(Referring expression grounding data)
● ● ●

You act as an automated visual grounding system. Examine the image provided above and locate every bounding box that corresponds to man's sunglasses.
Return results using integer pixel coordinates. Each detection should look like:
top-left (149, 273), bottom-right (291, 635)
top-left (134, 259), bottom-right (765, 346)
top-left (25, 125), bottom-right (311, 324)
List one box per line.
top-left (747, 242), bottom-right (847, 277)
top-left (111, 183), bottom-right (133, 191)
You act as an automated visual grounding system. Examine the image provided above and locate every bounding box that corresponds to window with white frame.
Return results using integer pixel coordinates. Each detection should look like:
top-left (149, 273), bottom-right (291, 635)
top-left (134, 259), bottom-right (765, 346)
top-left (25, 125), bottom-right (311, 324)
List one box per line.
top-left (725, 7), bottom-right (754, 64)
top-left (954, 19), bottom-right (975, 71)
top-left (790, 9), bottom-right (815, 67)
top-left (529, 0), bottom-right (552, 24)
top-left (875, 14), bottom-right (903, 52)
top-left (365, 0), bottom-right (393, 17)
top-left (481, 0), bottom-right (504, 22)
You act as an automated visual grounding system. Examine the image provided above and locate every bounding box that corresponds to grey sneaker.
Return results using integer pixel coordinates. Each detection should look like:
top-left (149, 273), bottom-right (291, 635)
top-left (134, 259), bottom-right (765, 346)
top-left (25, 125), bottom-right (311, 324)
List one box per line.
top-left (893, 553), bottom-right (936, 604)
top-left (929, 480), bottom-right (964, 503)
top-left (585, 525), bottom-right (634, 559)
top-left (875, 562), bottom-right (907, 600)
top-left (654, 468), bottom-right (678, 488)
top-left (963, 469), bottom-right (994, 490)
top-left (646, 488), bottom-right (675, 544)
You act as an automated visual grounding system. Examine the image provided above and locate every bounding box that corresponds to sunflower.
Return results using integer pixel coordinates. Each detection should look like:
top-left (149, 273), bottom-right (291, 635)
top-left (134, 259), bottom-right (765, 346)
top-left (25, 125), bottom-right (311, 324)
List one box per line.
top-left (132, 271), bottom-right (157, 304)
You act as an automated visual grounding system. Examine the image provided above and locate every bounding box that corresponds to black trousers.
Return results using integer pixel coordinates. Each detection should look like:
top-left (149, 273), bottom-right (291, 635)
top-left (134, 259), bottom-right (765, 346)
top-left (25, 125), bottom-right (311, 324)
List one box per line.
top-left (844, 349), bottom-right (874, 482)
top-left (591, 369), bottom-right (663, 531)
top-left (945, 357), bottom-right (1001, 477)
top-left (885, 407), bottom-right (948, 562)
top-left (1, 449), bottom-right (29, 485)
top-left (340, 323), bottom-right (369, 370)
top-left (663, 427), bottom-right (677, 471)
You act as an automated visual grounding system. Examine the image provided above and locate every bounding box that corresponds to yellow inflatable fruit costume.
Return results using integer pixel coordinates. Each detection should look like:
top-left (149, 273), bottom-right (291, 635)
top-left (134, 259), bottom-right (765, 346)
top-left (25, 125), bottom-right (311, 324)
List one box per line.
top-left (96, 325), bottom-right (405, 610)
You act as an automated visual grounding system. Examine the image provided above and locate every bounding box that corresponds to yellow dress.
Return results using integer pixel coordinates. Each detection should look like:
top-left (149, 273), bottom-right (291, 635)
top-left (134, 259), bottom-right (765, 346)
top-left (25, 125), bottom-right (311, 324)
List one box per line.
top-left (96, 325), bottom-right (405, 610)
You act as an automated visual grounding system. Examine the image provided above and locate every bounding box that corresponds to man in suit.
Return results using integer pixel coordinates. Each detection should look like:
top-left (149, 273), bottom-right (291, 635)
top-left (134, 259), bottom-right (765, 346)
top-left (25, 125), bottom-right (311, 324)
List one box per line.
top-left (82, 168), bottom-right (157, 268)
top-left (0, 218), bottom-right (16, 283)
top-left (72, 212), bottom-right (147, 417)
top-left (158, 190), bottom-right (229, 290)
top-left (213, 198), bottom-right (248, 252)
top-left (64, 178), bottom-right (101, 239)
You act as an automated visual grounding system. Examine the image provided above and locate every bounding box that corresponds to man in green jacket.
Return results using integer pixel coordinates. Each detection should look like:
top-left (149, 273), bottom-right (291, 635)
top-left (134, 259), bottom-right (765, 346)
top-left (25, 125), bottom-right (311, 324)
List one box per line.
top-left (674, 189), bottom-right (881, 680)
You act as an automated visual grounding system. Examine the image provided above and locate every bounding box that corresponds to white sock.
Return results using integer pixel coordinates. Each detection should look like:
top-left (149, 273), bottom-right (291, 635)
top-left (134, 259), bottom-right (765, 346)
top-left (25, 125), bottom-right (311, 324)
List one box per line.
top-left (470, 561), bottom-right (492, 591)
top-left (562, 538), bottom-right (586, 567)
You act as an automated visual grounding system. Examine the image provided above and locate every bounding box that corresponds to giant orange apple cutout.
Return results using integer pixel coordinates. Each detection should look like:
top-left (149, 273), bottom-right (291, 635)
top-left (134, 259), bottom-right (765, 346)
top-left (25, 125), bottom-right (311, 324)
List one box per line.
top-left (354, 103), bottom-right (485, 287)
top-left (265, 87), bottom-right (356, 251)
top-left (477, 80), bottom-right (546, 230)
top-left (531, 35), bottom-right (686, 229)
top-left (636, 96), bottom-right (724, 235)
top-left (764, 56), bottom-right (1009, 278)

● ● ●

→ **What is being asked**
Your job is to copy all the records exactly.

→ **Exercise response**
You act as an automated visual grounding system. Examine the image provided above and locate every bounding box that corresponds to man's sunglasses.
Return results using integer pixel coordinates. Each detection should look like:
top-left (149, 273), bottom-right (291, 635)
top-left (134, 259), bottom-right (765, 346)
top-left (25, 125), bottom-right (311, 324)
List one box per line.
top-left (747, 242), bottom-right (847, 277)
top-left (111, 183), bottom-right (133, 191)
You act as an automated visual grounding system. Examine the image provided above and locate every bounding box that corresponds to window with white frame.
Return results using integer pixel coordinates. Each detection should look like:
top-left (149, 273), bottom-right (291, 635)
top-left (134, 259), bottom-right (765, 346)
top-left (25, 125), bottom-right (311, 324)
List one box per line.
top-left (725, 7), bottom-right (754, 64)
top-left (954, 19), bottom-right (975, 71)
top-left (790, 9), bottom-right (815, 67)
top-left (529, 0), bottom-right (552, 24)
top-left (875, 14), bottom-right (903, 52)
top-left (365, 0), bottom-right (393, 17)
top-left (481, 0), bottom-right (504, 22)
You act as an automated visual grounding system. Examine the image provided above and locate every bounding box that corresponds to grey sneaker.
Return results using integer pixel coordinates. Each detection should look like:
top-left (149, 273), bottom-right (291, 635)
top-left (134, 259), bottom-right (765, 346)
top-left (25, 125), bottom-right (311, 324)
List one box per line.
top-left (893, 553), bottom-right (936, 604)
top-left (929, 480), bottom-right (964, 503)
top-left (585, 525), bottom-right (634, 559)
top-left (875, 562), bottom-right (907, 600)
top-left (654, 468), bottom-right (678, 488)
top-left (963, 469), bottom-right (994, 490)
top-left (646, 488), bottom-right (675, 544)
You act as an automated visual grounding system. Examine the image provided above and locate every bounding box that corresponds to sunflower.
Return results using integer pixel coordinates. Each detection should look like:
top-left (149, 273), bottom-right (291, 635)
top-left (134, 259), bottom-right (765, 346)
top-left (25, 125), bottom-right (311, 324)
List one box per line.
top-left (132, 271), bottom-right (157, 304)
You act as an automated visual grounding system. Examine the image provided above and locate every bounding box that corresponds to black trousers.
Return results using integer pixel coordinates. Each detection should look like:
top-left (149, 273), bottom-right (291, 635)
top-left (134, 259), bottom-right (765, 346)
top-left (25, 125), bottom-right (311, 324)
List one box per line.
top-left (844, 349), bottom-right (874, 482)
top-left (591, 369), bottom-right (663, 531)
top-left (945, 357), bottom-right (1001, 477)
top-left (885, 407), bottom-right (948, 562)
top-left (1, 449), bottom-right (29, 485)
top-left (340, 323), bottom-right (369, 370)
top-left (663, 427), bottom-right (677, 471)
You act as an automated visual grounding system. Examine the image provided above and locate every bounding box that corresponds to yellow inflatable fruit costume.
Return results using integer pixel coordinates. Each detection should look like:
top-left (149, 273), bottom-right (291, 635)
top-left (134, 259), bottom-right (765, 346)
top-left (25, 125), bottom-right (311, 324)
List one box per line.
top-left (96, 325), bottom-right (405, 610)
You act as an automated visual grounding system. Examine the image provided above and locate every bounding box that corresponds to yellow dress.
Return results using integer pixel coordinates. Each detection should look like:
top-left (149, 273), bottom-right (291, 635)
top-left (134, 259), bottom-right (765, 346)
top-left (25, 125), bottom-right (311, 324)
List one box per line.
top-left (96, 325), bottom-right (405, 610)
You act as an automated visual grounding system. Examine the image provided above and locate every bounding box that corresponds to man in suit.
Return results using integer pixel coordinates. Each detection should look like:
top-left (149, 273), bottom-right (291, 635)
top-left (134, 259), bottom-right (765, 346)
top-left (25, 125), bottom-right (311, 324)
List one box per line.
top-left (82, 168), bottom-right (157, 268)
top-left (0, 218), bottom-right (16, 283)
top-left (72, 212), bottom-right (147, 417)
top-left (158, 190), bottom-right (229, 290)
top-left (213, 198), bottom-right (248, 252)
top-left (64, 178), bottom-right (101, 239)
You act as an automated visual grounding system. Examine the image provided above and locate every bounding box that corresponds to man in green jacket.
Return results using integer pixel coordinates. Each detection should look like:
top-left (149, 273), bottom-right (291, 635)
top-left (134, 259), bottom-right (765, 346)
top-left (25, 125), bottom-right (311, 324)
List one box per line.
top-left (674, 189), bottom-right (881, 680)
You act as an automated visual grounding system. Examine the image provided above and locate every bounding box that corresponds to white sock.
Return results using integer pixel coordinates. Each detection should look like:
top-left (149, 273), bottom-right (291, 635)
top-left (134, 259), bottom-right (765, 346)
top-left (25, 125), bottom-right (311, 324)
List one box per line.
top-left (470, 561), bottom-right (492, 591)
top-left (562, 538), bottom-right (586, 567)
You act as an automated visual grounding system. Examine the image provided above and locate every bounding box that corresponds to giant orange apple cutout.
Return results using integer pixel coordinates. Each detection should look like:
top-left (149, 273), bottom-right (291, 635)
top-left (134, 259), bottom-right (765, 346)
top-left (25, 125), bottom-right (311, 324)
List one box per line.
top-left (354, 103), bottom-right (485, 287)
top-left (265, 87), bottom-right (356, 251)
top-left (477, 80), bottom-right (546, 230)
top-left (531, 35), bottom-right (686, 229)
top-left (636, 96), bottom-right (724, 235)
top-left (764, 56), bottom-right (1009, 278)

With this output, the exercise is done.